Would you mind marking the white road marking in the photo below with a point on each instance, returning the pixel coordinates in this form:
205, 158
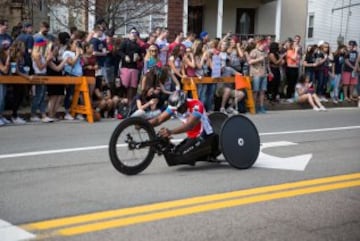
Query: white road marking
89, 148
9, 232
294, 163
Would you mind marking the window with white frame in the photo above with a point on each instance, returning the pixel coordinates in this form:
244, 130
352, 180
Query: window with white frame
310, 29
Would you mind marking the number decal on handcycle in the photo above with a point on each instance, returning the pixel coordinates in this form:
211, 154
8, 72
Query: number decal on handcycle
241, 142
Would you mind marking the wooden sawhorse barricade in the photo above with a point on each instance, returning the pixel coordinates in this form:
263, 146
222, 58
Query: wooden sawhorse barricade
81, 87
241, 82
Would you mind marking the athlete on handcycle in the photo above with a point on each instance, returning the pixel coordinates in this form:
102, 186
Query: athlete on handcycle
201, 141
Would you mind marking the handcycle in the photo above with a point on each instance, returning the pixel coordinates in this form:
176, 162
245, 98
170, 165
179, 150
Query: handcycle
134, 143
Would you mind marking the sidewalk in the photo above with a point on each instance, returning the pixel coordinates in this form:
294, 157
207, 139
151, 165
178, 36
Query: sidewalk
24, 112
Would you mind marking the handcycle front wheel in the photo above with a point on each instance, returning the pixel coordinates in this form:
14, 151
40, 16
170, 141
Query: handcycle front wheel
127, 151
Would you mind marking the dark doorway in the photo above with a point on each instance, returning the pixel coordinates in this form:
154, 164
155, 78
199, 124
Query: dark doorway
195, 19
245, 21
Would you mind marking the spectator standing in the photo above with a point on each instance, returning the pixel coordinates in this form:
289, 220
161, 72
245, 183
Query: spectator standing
_ _ _ _ _ _ _
(YOUR ASSIGNMENT) Show all lines from the records above where the word "spectator" occurs.

(OUTPUT)
Would you mind marking the spectator standing in the photo above with a point on each instance, returning the pixel coordinates in this form:
Query: spectator standing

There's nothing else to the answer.